[Given exercise]:
Write the material out again exactly as it stands.

======== Data provided ========

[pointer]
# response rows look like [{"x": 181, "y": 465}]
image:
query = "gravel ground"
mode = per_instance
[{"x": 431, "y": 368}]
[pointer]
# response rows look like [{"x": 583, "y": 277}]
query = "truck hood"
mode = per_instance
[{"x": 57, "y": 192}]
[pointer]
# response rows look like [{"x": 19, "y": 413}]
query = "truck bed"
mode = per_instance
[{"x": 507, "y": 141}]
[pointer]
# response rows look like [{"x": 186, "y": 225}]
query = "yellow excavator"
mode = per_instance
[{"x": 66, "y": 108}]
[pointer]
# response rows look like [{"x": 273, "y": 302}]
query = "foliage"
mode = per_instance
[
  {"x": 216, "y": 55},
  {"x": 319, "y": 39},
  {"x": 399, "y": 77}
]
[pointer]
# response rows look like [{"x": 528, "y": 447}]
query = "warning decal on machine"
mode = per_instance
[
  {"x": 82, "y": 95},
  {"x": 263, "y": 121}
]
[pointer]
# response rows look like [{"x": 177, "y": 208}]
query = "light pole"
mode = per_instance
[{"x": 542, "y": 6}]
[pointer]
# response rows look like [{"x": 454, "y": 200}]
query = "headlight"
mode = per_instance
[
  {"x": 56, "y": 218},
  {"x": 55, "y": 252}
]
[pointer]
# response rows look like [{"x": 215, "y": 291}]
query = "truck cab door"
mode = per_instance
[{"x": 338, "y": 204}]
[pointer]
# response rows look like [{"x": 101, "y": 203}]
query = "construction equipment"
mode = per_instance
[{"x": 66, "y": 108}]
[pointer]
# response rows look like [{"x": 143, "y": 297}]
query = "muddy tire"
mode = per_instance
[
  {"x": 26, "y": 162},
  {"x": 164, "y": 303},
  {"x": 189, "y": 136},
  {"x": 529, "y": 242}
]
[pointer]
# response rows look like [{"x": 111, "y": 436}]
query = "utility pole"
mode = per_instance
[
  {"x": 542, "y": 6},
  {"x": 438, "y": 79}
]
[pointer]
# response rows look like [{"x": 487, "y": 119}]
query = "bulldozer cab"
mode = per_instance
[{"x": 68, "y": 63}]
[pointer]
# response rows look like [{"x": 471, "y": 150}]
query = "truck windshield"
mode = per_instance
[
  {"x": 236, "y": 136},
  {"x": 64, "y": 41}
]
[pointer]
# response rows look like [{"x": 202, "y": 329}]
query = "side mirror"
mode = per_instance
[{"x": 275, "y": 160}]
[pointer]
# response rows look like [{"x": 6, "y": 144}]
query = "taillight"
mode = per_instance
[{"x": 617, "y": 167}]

========

[Task result]:
[pointer]
# response rows look like [{"x": 181, "y": 465}]
image:
query = "gravel ground"
mode = per_instance
[{"x": 431, "y": 368}]
[pointer]
# response rows look like [{"x": 583, "y": 277}]
query = "truck hood"
mode = per_instance
[{"x": 57, "y": 192}]
[pointer]
# response rows look like [{"x": 19, "y": 413}]
query = "truck bed"
mode = per_instance
[{"x": 507, "y": 141}]
[pointer]
# response rows look like [{"x": 186, "y": 225}]
query = "yellow excavator"
mode = per_instance
[{"x": 66, "y": 108}]
[pointer]
# response rows look like [{"x": 273, "y": 302}]
query = "foliage"
mode = per_instance
[
  {"x": 216, "y": 55},
  {"x": 319, "y": 39},
  {"x": 399, "y": 77}
]
[pointer]
# response rows look like [{"x": 528, "y": 447}]
query = "warning decal on machine"
mode = per_instance
[
  {"x": 82, "y": 95},
  {"x": 263, "y": 121}
]
[pointer]
# response rows look like [{"x": 177, "y": 208}]
query = "light pole"
mode = per_instance
[{"x": 542, "y": 6}]
[pointer]
# response rows look like [{"x": 454, "y": 200}]
query = "headlight"
mode = per_instance
[
  {"x": 56, "y": 218},
  {"x": 55, "y": 252}
]
[pointer]
# response rows look like [{"x": 215, "y": 291}]
query = "truck cab door"
mode = per_instance
[{"x": 338, "y": 204}]
[pointer]
# response rows look like [{"x": 101, "y": 203}]
query = "construction equipment"
mode = per_instance
[{"x": 66, "y": 108}]
[pointer]
# response rows look like [{"x": 143, "y": 297}]
query = "muddy tire"
mode = per_instance
[
  {"x": 26, "y": 162},
  {"x": 164, "y": 303},
  {"x": 189, "y": 136},
  {"x": 529, "y": 242}
]
[pointer]
# response rows look like [{"x": 111, "y": 436}]
query = "utility pole"
mode = per_instance
[
  {"x": 542, "y": 6},
  {"x": 438, "y": 79}
]
[pointer]
# response rows look like [{"x": 487, "y": 119}]
query = "bulldozer cab"
mode = per_instance
[{"x": 68, "y": 63}]
[pointer]
# response rows look like [{"x": 471, "y": 150}]
query = "truck windshield"
mode = per_instance
[
  {"x": 236, "y": 136},
  {"x": 64, "y": 41}
]
[pointer]
# response rows look like [{"x": 202, "y": 329}]
query = "side mirror"
mode = per_instance
[{"x": 275, "y": 160}]
[pointer]
# response rows look like [{"x": 6, "y": 144}]
query = "taillight"
mode = per_instance
[{"x": 617, "y": 167}]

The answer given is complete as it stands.